* **Task statement**: Output the lines from the one containing "Pick out every instance of the woven" through the one containing "Pick out every instance of the blurred", unchanged.

A block of data:
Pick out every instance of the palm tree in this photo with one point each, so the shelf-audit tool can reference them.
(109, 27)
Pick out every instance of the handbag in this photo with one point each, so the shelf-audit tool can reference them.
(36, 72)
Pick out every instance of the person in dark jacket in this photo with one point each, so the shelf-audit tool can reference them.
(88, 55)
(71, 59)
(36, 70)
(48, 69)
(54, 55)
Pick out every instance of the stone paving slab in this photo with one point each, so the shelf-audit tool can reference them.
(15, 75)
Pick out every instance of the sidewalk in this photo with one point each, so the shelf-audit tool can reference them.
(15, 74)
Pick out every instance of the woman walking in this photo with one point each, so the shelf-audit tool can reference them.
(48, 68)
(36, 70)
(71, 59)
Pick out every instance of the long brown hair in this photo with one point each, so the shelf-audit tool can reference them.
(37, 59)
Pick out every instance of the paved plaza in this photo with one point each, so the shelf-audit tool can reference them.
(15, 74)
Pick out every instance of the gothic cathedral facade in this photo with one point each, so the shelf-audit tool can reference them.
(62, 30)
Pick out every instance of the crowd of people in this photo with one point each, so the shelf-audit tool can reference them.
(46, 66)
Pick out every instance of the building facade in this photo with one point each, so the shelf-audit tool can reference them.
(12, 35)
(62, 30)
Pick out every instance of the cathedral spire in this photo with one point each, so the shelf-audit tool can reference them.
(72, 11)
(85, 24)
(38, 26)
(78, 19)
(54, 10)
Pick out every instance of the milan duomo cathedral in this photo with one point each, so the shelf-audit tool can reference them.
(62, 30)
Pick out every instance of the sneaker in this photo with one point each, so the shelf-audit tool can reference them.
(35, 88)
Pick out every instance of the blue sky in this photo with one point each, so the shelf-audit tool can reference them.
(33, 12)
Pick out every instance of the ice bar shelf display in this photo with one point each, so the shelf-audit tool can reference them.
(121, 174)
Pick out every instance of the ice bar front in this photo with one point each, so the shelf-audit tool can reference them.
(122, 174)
---
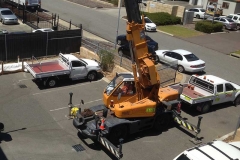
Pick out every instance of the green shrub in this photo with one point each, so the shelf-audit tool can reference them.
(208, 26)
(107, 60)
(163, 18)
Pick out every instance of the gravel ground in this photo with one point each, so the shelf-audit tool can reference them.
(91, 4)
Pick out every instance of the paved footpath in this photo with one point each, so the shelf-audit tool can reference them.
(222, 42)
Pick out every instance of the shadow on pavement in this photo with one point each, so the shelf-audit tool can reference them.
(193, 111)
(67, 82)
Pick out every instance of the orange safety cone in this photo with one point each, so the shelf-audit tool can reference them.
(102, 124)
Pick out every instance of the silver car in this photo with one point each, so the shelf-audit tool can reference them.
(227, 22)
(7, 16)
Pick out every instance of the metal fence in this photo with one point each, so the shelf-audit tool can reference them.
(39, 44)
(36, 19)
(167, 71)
...
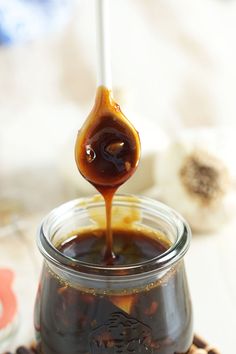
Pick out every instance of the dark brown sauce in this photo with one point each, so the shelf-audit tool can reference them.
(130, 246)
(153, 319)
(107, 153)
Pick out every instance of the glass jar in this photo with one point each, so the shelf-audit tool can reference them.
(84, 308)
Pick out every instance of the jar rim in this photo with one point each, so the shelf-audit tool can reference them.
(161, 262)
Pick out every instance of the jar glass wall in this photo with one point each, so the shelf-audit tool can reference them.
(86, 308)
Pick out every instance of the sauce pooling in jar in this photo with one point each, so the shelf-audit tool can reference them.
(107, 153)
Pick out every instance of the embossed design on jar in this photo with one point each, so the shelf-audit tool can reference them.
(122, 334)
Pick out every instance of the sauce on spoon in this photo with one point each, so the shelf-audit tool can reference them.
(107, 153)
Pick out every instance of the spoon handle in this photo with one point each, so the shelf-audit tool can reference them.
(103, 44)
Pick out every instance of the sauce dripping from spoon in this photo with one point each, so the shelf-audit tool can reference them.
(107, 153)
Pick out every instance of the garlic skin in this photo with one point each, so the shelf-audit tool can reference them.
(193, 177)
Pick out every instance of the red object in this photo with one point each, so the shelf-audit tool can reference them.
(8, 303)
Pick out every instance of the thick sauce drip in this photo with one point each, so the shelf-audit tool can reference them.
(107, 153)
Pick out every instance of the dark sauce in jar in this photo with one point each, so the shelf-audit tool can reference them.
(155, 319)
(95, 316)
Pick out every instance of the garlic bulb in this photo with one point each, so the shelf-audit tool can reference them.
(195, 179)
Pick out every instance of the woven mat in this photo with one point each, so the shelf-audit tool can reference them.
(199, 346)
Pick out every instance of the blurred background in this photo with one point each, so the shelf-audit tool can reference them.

* **Answer to the task**:
Pick out every instance of the woven mat in this photo with one point each, so the shelf-audit tool can reference them.
(199, 346)
Pick out every instance of the blurred background in this photo with one point each, so the shelf-audit tool can reference them.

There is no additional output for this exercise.